- Parts of the exercise
[A] Shift every coordinate in the answers by -93 and write out the records again, requests included, from the start of the records through the line containing "[[[299,0],[0,0],[0,165],[164,166],[172,127],[285,70]]]", inclusive.
[B] Resume the SageMaker endpoint configuration reference from the point where it stops.

Skip to content

Resource: awsSagemakerEndpointConfiguration

Provides a SageMaker endpoint configuration resource.

Example Usage

Basic usage:

/*Provider bindings are generated by running cdktf get.
See https://cdk.tf/provider-generation for more details.*/
import * as aws from "./.gen/providers/aws";
new aws.sagemakerEndpointConfiguration.SagemakerEndpointConfiguration(
  this,
  "ec",
  {
    name: "my-endpoint-config",
    productionVariants: [
      {
        initialInstanceCount: 1,
        instanceType: "ml.t2.medium",
        modelName: "${aws_sagemaker_model.m.name}",
        variantName: "variant-1",
      },
    ],
    tags: {
      Name: "foo",
    },
  }
);

Argument Reference

The following arguments are supported:

  • productionVariants - (Required) An list of ProductionVariant objects, one for each model that you want to host at this endpoint. Fields are documented below.
  • kmsKeyArn - (Optional) Amazon Resource Name (ARN) of a AWS Key Management Service key that Amazon SageMaker uses to encrypt data on the storage volume attached to the ML compute instance that hosts the endpoint.
  • name - (Optional) The name of the endpoint configuration. If omitted, Terraform will assign a random, unique name.
  • tags - (Optional) A mapping of tags to assign to the resource. If configured with a provider defaultTags configuration block present, tags with matching keys will overwrite those defined at the provider-level.
  • dataCaptureConfig - (Optional) Specifies the parameters to capture input/output of SageMaker models endpoints. Fields are documented below.
  • asyncInferenceConfig - (Optional) Specifies configuration for how an endpoint performs asynchronous inference.
  • shadowProductionVariants - (Optional) Array of ProductionVariant objects. There is one for each model that you want to host at this endpoint in shadow mode with production traffic replicated from the model specified on ProductionVariants.If you use this field, you can only specify one variant for ProductionVariants and one variant for ShadowProductionVariants. Fields are documented below.

productionVariants

  • acceleratorType - (Optional) The size of the Elastic Inference (EI) instance to use for the production variant.
  • containerStartupHealthCheckTimeoutInSeconds - (Optional) The timeout value, in seconds, for your inference container to pass health check by SageMaker Hosting. For more information about health check, see How Your Container Should Respond to Health Check (Ping) Requests. Valid values between 60 and 3600.

Object outline annotations
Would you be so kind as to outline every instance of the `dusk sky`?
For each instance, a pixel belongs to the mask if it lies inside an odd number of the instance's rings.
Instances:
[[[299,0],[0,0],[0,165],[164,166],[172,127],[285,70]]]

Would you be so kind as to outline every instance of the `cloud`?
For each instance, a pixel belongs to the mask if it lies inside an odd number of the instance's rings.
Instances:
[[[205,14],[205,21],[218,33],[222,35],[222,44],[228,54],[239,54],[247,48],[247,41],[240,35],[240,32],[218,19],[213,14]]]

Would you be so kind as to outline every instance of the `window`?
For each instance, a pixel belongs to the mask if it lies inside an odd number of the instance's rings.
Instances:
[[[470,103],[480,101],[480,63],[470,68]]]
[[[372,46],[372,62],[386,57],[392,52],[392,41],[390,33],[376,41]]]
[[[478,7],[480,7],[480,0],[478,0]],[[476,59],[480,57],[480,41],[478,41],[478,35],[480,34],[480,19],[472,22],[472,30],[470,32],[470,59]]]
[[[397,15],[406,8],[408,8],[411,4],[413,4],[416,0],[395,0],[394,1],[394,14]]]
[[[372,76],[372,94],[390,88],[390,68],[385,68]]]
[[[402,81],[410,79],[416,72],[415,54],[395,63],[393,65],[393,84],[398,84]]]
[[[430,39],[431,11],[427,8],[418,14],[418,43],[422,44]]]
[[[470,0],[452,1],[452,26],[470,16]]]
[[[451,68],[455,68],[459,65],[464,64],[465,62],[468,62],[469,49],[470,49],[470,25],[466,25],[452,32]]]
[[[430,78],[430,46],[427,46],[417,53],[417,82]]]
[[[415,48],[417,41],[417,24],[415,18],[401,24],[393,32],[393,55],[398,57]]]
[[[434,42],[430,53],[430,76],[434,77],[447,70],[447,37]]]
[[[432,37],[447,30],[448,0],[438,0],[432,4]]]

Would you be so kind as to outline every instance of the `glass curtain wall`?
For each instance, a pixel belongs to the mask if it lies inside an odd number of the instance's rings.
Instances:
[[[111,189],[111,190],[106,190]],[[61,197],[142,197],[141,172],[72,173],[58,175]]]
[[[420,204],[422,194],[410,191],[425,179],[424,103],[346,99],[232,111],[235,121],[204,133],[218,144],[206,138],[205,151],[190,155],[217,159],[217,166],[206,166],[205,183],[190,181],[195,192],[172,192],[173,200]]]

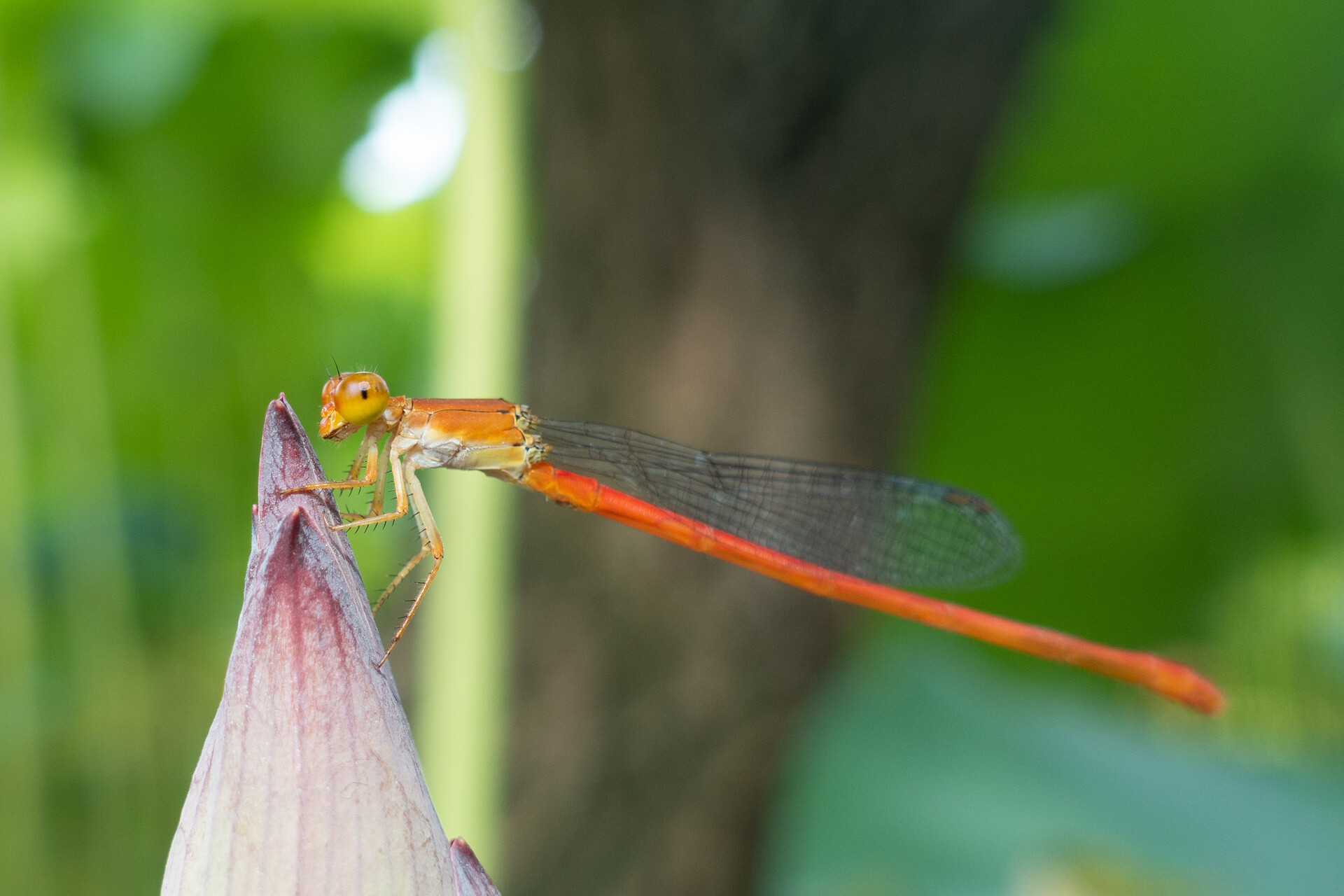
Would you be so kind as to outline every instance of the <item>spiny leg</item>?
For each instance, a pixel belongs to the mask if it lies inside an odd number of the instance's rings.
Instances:
[[[402,571],[398,572],[395,578],[392,578],[391,584],[388,584],[386,588],[383,588],[383,594],[378,598],[378,603],[374,604],[374,614],[375,615],[378,614],[379,607],[382,607],[383,603],[387,600],[387,598],[390,598],[392,595],[392,591],[396,590],[396,586],[399,586],[402,583],[402,580],[407,575],[410,575],[411,570],[414,570],[415,566],[421,560],[423,560],[426,556],[429,556],[429,545],[427,544],[419,549],[419,553],[417,553],[410,560],[407,560],[406,566],[402,567]]]
[[[392,466],[392,476],[396,476],[396,466]],[[387,645],[387,653],[379,661],[379,666],[387,662],[387,657],[392,656],[392,647],[396,642],[402,639],[402,634],[406,631],[406,626],[411,623],[415,617],[415,611],[419,609],[419,602],[425,599],[425,592],[429,591],[430,582],[438,575],[438,567],[444,564],[444,540],[438,537],[438,527],[434,525],[434,514],[429,510],[429,501],[425,500],[425,489],[421,488],[419,480],[415,478],[415,470],[406,472],[406,485],[410,486],[411,500],[415,501],[415,523],[419,525],[421,543],[423,548],[421,549],[421,556],[423,556],[427,549],[434,555],[434,567],[425,576],[425,582],[421,584],[419,594],[415,595],[415,600],[411,603],[410,613],[402,619],[402,625],[396,629],[396,634],[392,635],[392,642]],[[417,562],[419,557],[417,557]],[[405,570],[403,570],[405,572]]]
[[[406,516],[407,501],[406,501],[406,482],[402,478],[402,458],[395,454],[391,447],[387,449],[388,459],[387,465],[392,467],[392,489],[396,492],[396,509],[390,513],[374,513],[371,516],[360,517],[358,520],[351,520],[348,523],[341,523],[340,525],[333,525],[332,532],[339,532],[340,529],[358,529],[362,525],[375,525],[378,523],[386,523],[388,520],[398,520]],[[414,481],[415,477],[411,477]]]

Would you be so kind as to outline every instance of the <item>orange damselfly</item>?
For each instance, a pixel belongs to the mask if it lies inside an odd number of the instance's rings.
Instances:
[[[991,584],[1015,570],[1020,551],[1012,527],[984,498],[958,488],[828,463],[698,451],[634,430],[535,416],[499,399],[392,396],[370,372],[332,376],[323,388],[321,437],[340,441],[362,429],[348,478],[294,490],[372,485],[368,513],[344,514],[335,529],[395,520],[414,506],[419,553],[392,578],[375,613],[425,557],[434,564],[383,661],[444,559],[415,474],[445,466],[515,482],[824,598],[1129,681],[1200,712],[1223,705],[1212,682],[1164,657],[905,591]],[[383,437],[390,437],[387,450],[379,453]],[[388,470],[396,506],[384,510]]]

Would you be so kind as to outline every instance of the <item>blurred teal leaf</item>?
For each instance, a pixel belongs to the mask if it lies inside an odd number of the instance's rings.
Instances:
[[[101,124],[134,129],[187,93],[210,39],[199,7],[114,5],[71,17],[51,52],[78,109]]]
[[[761,892],[1327,896],[1341,795],[1337,772],[1258,766],[1009,682],[943,638],[888,635],[806,721]],[[1089,888],[1097,866],[1129,884]]]
[[[1140,247],[1142,220],[1122,193],[1086,191],[1023,199],[974,214],[966,261],[1009,289],[1054,289],[1125,263]]]

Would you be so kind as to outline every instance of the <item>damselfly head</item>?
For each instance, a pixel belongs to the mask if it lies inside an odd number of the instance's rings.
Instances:
[[[339,373],[323,387],[323,419],[317,431],[336,442],[368,426],[387,410],[387,383],[378,373]]]

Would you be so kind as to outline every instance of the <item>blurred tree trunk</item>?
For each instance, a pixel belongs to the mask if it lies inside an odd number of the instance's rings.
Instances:
[[[528,400],[884,466],[1044,0],[544,3]],[[746,893],[843,613],[526,502],[515,896]]]

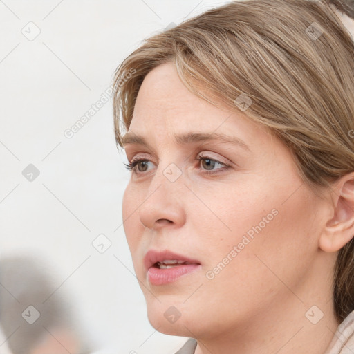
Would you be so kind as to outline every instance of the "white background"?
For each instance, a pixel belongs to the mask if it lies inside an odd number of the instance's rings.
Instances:
[[[225,2],[0,1],[0,257],[48,262],[53,291],[71,294],[102,353],[174,353],[185,339],[151,326],[131,272],[121,215],[129,174],[111,100],[73,138],[64,132],[143,39]],[[21,30],[39,30],[29,22],[40,30],[32,41]],[[22,175],[29,164],[40,171],[32,182]],[[111,241],[102,254],[92,245],[100,234]]]

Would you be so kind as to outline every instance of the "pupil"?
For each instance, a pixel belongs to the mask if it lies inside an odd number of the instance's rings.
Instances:
[[[141,166],[142,166],[142,169],[140,169]],[[147,161],[141,161],[138,164],[138,169],[139,170],[140,172],[145,171],[147,170]]]
[[[205,162],[207,168],[205,169],[213,169],[213,167],[215,166],[215,161],[210,160],[209,158],[207,158],[206,160],[203,160],[202,161],[203,163]],[[205,167],[205,166],[203,166]],[[212,168],[207,168],[212,167]]]

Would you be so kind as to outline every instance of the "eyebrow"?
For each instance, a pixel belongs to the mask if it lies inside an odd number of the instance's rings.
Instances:
[[[218,133],[187,133],[186,134],[175,135],[174,139],[178,144],[189,145],[200,142],[216,142],[225,144],[231,144],[234,146],[241,147],[250,151],[248,146],[241,139],[235,136],[230,136]],[[145,138],[133,133],[127,133],[122,142],[125,147],[127,145],[136,144],[150,148]]]

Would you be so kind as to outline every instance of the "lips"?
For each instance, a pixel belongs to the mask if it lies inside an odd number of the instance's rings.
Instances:
[[[170,251],[149,251],[144,264],[148,281],[153,286],[172,283],[180,277],[201,268],[200,262]]]
[[[178,254],[169,250],[158,252],[149,250],[144,257],[144,265],[147,271],[151,267],[162,268],[173,267],[180,264],[201,264],[199,261]]]

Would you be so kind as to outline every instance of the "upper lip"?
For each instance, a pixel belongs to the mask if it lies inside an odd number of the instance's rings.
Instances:
[[[157,262],[162,262],[163,261],[170,259],[176,261],[183,261],[184,262],[188,262],[193,264],[201,264],[199,261],[193,259],[186,256],[178,254],[168,250],[163,251],[155,251],[150,250],[147,252],[144,257],[144,265],[145,268],[148,270],[152,267]]]

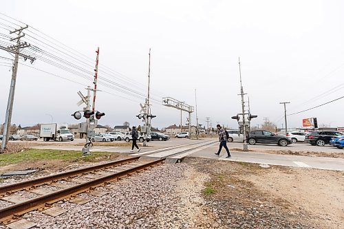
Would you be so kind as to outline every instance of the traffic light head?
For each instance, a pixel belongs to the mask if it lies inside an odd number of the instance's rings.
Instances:
[[[77,120],[81,118],[81,113],[79,111],[75,111],[74,113],[72,114],[72,116],[74,117],[74,118]]]
[[[84,111],[84,117],[86,118],[89,118],[91,116],[94,114],[94,111],[91,111],[89,110],[86,110]]]
[[[238,115],[236,115],[235,116],[232,116],[232,119],[236,119],[237,121],[239,122],[239,120],[240,120],[240,117]]]
[[[252,118],[257,118],[258,116],[252,116],[250,113],[248,115],[248,117],[247,117],[247,119],[250,121]]]
[[[104,116],[105,115],[105,113],[97,111],[96,113],[96,119],[100,119],[100,118],[102,118],[102,116]]]

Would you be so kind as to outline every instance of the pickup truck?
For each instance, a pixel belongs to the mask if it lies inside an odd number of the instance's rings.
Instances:
[[[125,142],[127,142],[131,141],[133,140],[133,137],[131,137],[131,132],[126,132],[124,138],[125,138]],[[151,140],[151,135],[148,135],[147,138],[147,141],[149,142]],[[139,134],[138,141],[140,142],[143,142],[144,140],[144,138],[143,134],[142,134],[142,133],[141,133],[141,135]]]
[[[177,133],[175,136],[175,138],[189,138],[189,132],[182,132]]]

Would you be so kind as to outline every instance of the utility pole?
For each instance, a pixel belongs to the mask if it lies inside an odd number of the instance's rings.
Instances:
[[[286,123],[286,133],[288,132],[287,127],[287,109],[286,108],[286,104],[290,103],[290,102],[281,102],[279,104],[283,104],[284,105],[284,122]]]
[[[269,118],[263,118],[263,119],[264,120],[264,125],[266,127],[266,125],[268,124],[268,122],[269,121]]]
[[[94,81],[93,84],[94,85],[94,89],[93,90],[93,105],[92,105],[92,111],[94,111],[94,109],[96,107],[96,96],[97,94],[97,79],[98,79],[98,63],[99,60],[99,47],[96,51],[97,53],[97,57],[96,58],[96,68],[94,69]]]
[[[30,45],[28,44],[26,42],[25,43],[20,42],[21,38],[25,36],[24,33],[22,34],[23,30],[27,29],[28,28],[28,26],[26,25],[25,27],[21,27],[19,29],[10,32],[10,34],[14,34],[18,32],[17,37],[12,38],[10,39],[11,41],[17,40],[17,45],[7,47],[0,45],[0,49],[15,54],[14,63],[13,65],[12,72],[12,79],[10,87],[10,93],[8,94],[8,100],[7,103],[6,114],[5,117],[5,124],[3,127],[3,135],[1,151],[1,153],[3,153],[3,151],[7,147],[7,144],[8,142],[9,129],[10,129],[10,126],[11,124],[12,111],[13,110],[13,101],[14,100],[14,91],[16,88],[17,73],[18,72],[18,62],[19,61],[19,56],[23,57],[25,61],[26,61],[27,59],[30,60],[31,63],[32,63],[34,61],[34,60],[36,60],[36,58],[34,57],[31,57],[30,56],[20,53],[21,49],[30,46]]]
[[[239,57],[239,74],[240,75],[240,95],[241,96],[241,108],[242,108],[242,129],[243,129],[243,135],[244,135],[244,145],[243,145],[243,151],[248,151],[248,147],[247,146],[246,142],[246,125],[245,123],[245,100],[244,99],[244,96],[245,94],[244,93],[244,89],[242,87],[242,81],[241,81],[241,69],[240,67],[240,57]]]
[[[209,129],[209,122],[211,122],[211,118],[210,117],[207,117],[206,118],[206,129],[210,131],[210,129]]]
[[[149,93],[150,93],[150,85],[151,85],[151,48],[149,48],[149,61],[148,61],[148,94],[147,99],[146,100],[146,113],[147,114],[145,116],[144,122],[146,124],[147,131],[144,131],[144,138],[143,138],[143,146],[148,146],[147,138],[151,133],[151,107],[149,104]]]
[[[198,126],[198,116],[197,116],[197,89],[195,89],[195,103],[196,103],[196,138],[198,140],[198,134],[199,134],[199,131],[198,131],[198,128],[199,128],[199,126]]]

- Replies
[A]
Would you be so kind as to outline every instance of the `dusk sky`?
For each instance, a pixel belongs to the mask if it lies inside an odd number of the instance's rings.
Instances:
[[[206,-93],[-93,-93],[-93,72],[71,73],[79,34],[192,-23]]]

[B]
  • coreDumpConfig - (Optional) Specifies configuration for a core dump from the model container when the process crashes. Fields are documented below.
  • initialInstanceCount - (Optional) Initial number of instances used for auto-scaling.
  • instanceType - (Optional) The type of instance to start.
  • initialVariantWeight - (Optional) Determines initial traffic distribution among all of the models that you specify in the endpoint configuration. If unspecified, it defaults to 10.
  • modelDataDownloadTimeoutInSeconds - (Optional) The timeout value, in seconds, to download and extract the model that you want to host from Amazon S3 to the individual inference instance associated with this production variant. Valid values between 60 and 3600.
  • modelName - (Required) The name of the model to use.
  • serverlessConfig - (Optional) Specifies configuration for how an endpoint performs asynchronous inference.
  • variantName - (Optional) The name of the variant. If omitted, Terraform will assign a random, unique name.
  • volumeSizeInGb - (Optional) The size, in GB, of the ML storage volume attached to individual inference instance associated with the production variant. Valid values between 1 and 512.

coreDumpConfig

  • destinationS3Uri - (Required) The Amazon S3 bucket to send the core dump to.
  • kmsKeyId - (Required) The Amazon Web Services Key Management Service (Amazon Web Services KMS) key that SageMaker uses to encrypt the core dump data at rest using Amazon S3 server-side encryption.

serverlessConfig

  • maxConcurrency - (Required) The maximum number of concurrent invocations your serverless endpoint can process. Valid values are between 1 and 200.
  • memorySizeInMb - (Required) The memory size of your serverless endpoint. Valid values are in 1 GB increments: 1024 MB, 2048 MB, 3072 MB, 4096 MB, 5120 MB, or 6144 MB.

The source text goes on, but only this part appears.